▶ _Work instruction_: Let the line containing "of the tall" serve as the first line of the answer and the final line of the entries as its last, with every line between copied exactly.

Records from a data collection
--
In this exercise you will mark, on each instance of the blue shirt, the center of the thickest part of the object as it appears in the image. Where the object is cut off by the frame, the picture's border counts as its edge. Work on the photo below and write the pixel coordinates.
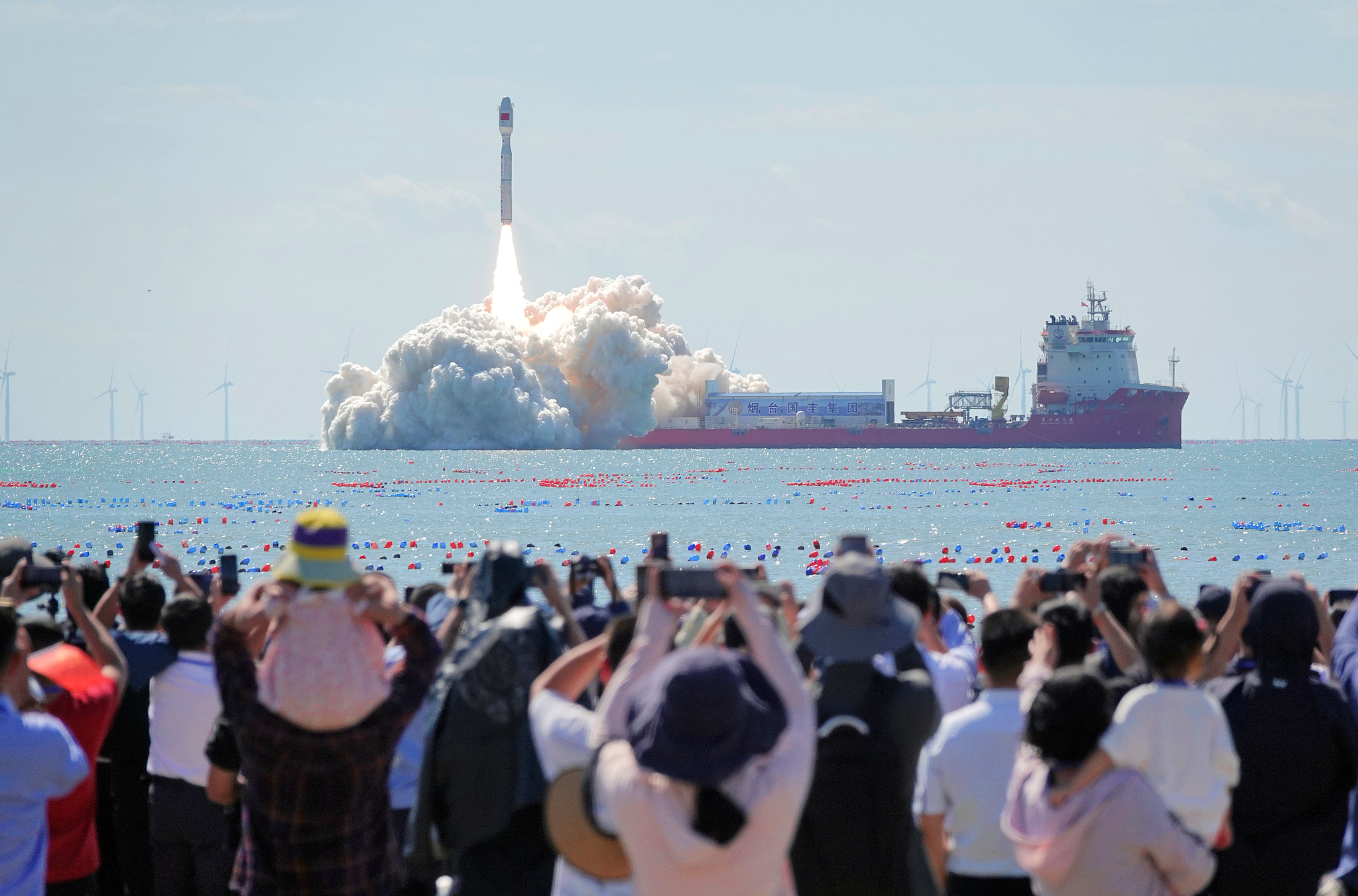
(41, 762)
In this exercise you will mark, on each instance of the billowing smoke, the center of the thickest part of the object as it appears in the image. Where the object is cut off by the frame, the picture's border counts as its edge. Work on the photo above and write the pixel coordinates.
(594, 364)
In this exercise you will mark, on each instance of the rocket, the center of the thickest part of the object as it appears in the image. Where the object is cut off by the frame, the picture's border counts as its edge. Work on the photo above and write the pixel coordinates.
(505, 186)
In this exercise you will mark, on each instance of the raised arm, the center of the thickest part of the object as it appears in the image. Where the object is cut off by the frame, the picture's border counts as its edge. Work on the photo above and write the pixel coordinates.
(102, 648)
(572, 673)
(769, 652)
(1225, 644)
(656, 629)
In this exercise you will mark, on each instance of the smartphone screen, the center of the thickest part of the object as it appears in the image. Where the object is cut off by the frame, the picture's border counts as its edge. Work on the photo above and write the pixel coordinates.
(696, 581)
(44, 577)
(230, 583)
(203, 581)
(146, 535)
(954, 581)
(1337, 595)
(855, 543)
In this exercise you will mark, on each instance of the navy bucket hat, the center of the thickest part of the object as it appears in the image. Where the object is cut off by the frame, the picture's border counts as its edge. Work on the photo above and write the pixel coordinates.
(702, 714)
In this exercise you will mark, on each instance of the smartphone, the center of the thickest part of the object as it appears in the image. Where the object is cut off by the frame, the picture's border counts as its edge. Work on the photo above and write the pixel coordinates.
(1061, 581)
(230, 584)
(44, 577)
(1261, 577)
(1123, 554)
(857, 543)
(954, 581)
(146, 537)
(696, 581)
(1337, 595)
(203, 581)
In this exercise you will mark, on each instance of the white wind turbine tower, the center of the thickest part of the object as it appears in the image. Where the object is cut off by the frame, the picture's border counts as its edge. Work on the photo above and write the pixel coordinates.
(142, 410)
(5, 382)
(110, 393)
(1240, 406)
(926, 386)
(1296, 400)
(225, 398)
(1343, 412)
(1285, 382)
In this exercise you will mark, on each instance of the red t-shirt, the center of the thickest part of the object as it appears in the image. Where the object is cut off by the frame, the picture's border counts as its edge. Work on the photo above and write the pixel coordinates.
(74, 849)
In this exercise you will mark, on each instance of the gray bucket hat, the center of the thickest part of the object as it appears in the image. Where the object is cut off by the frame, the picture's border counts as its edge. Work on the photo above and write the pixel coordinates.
(853, 615)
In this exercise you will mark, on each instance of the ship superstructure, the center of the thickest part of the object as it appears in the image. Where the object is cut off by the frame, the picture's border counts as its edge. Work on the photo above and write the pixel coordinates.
(1088, 393)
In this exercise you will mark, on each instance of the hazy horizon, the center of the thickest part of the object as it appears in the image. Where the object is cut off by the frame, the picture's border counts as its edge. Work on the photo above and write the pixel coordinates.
(837, 188)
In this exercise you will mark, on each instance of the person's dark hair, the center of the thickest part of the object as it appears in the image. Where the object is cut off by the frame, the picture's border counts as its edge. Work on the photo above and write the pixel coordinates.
(1118, 588)
(619, 632)
(143, 599)
(420, 596)
(1170, 640)
(9, 633)
(1213, 602)
(42, 630)
(186, 622)
(1068, 717)
(95, 581)
(910, 584)
(1004, 642)
(1074, 629)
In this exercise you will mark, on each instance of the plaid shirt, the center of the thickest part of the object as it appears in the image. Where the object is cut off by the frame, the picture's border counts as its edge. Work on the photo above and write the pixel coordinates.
(316, 812)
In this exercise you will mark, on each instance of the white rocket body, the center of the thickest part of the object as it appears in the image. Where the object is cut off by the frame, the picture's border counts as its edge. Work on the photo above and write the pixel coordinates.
(505, 159)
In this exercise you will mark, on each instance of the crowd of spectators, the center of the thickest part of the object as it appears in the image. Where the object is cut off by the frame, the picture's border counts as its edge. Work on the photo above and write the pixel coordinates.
(503, 732)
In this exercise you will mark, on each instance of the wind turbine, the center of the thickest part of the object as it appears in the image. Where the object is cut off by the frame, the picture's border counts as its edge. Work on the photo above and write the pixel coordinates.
(1240, 406)
(926, 386)
(5, 382)
(345, 352)
(110, 393)
(225, 398)
(1285, 382)
(140, 410)
(1343, 412)
(1296, 398)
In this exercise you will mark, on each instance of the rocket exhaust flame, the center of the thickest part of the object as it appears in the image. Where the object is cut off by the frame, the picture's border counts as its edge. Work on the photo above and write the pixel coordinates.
(507, 299)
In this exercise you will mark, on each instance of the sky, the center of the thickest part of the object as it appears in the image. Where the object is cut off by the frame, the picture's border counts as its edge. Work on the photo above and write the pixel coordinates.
(856, 192)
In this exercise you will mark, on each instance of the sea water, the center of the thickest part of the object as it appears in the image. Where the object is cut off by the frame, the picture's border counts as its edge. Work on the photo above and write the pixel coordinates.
(1294, 502)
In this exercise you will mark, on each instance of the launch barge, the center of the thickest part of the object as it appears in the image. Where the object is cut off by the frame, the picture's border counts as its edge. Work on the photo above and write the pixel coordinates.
(1088, 394)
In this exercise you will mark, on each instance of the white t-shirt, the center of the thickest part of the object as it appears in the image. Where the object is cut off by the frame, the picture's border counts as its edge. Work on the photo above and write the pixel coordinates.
(185, 705)
(561, 736)
(954, 675)
(965, 774)
(1178, 736)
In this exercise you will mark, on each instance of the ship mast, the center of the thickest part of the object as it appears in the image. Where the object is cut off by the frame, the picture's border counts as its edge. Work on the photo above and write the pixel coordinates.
(1097, 307)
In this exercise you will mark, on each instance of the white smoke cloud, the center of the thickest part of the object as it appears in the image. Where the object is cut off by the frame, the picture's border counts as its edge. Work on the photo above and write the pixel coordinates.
(594, 366)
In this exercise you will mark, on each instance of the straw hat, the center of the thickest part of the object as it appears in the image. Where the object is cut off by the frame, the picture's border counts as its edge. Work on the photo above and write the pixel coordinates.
(574, 831)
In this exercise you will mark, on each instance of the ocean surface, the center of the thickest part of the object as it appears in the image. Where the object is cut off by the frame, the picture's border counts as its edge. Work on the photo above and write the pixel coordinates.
(1298, 502)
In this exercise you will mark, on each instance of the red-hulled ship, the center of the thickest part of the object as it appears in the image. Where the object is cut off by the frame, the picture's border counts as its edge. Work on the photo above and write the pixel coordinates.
(1088, 396)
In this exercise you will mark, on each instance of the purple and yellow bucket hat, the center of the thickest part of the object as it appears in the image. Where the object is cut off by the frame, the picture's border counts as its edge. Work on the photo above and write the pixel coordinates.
(317, 555)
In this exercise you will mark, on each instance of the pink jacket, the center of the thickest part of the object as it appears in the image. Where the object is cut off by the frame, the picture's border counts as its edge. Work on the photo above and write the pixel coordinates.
(1114, 838)
(654, 814)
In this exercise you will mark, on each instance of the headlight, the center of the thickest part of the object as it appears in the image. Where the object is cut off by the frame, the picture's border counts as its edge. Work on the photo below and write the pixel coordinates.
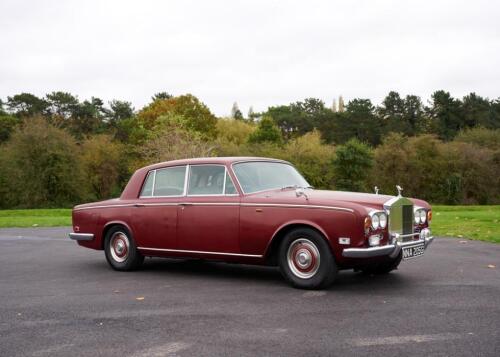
(383, 220)
(420, 216)
(375, 221)
(423, 216)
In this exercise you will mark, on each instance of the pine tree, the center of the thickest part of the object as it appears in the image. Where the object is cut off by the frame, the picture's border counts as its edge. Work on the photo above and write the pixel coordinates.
(341, 105)
(236, 112)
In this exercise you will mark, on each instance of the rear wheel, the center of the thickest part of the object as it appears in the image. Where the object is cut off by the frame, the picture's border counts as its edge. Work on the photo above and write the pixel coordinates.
(120, 249)
(306, 260)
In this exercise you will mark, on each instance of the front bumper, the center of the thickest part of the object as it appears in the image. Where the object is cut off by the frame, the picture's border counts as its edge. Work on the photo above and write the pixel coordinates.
(392, 250)
(81, 236)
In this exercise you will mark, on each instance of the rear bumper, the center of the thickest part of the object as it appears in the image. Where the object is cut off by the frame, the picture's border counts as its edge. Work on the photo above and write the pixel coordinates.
(81, 236)
(391, 250)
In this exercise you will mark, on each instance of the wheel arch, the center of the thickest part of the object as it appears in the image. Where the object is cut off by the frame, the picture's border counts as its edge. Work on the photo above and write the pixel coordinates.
(110, 225)
(271, 256)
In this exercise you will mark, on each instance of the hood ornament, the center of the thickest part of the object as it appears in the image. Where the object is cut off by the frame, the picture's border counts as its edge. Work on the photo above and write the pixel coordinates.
(299, 191)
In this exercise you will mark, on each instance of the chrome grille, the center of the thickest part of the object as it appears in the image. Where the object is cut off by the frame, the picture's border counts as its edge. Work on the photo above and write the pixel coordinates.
(400, 216)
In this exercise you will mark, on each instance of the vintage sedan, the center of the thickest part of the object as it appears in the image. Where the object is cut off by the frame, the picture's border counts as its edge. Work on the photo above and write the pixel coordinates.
(253, 211)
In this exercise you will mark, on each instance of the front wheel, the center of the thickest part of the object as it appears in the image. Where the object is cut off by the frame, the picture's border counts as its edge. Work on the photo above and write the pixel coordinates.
(120, 250)
(306, 260)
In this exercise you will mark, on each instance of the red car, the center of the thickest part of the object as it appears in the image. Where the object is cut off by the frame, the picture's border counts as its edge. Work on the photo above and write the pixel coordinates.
(253, 211)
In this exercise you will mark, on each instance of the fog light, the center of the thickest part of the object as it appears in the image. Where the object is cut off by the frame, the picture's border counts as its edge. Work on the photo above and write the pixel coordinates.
(425, 233)
(374, 240)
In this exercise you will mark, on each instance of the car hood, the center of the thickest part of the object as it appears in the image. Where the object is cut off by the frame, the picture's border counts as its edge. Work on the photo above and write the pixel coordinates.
(336, 198)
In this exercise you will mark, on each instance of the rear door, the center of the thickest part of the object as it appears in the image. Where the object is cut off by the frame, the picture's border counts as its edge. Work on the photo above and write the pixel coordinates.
(155, 214)
(208, 217)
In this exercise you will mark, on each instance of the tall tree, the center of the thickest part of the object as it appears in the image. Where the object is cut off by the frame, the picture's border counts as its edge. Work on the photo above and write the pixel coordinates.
(26, 104)
(446, 115)
(62, 104)
(236, 112)
(341, 104)
(267, 131)
(119, 110)
(161, 95)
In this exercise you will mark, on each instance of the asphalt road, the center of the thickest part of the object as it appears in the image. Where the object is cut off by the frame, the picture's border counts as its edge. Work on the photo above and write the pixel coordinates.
--
▶ _Response to the exercise_:
In this exercise you will mark, on each instance of the tall tree, the center of the thickest part of the object as it appears in the image. Where the object is cut off by the frame, the picture's border counts as its edge. Work on the photo above and write the pixel coordinates.
(26, 104)
(446, 115)
(62, 104)
(236, 112)
(341, 104)
(267, 131)
(119, 110)
(161, 95)
In this exercise you will mark, on each instance of the asphalt road, the center of the thickest part of the object as it appears in the image. Where the object is cut off by the frame, the picture's border counts as its edge. Work on the photo above and write the pixel coordinates.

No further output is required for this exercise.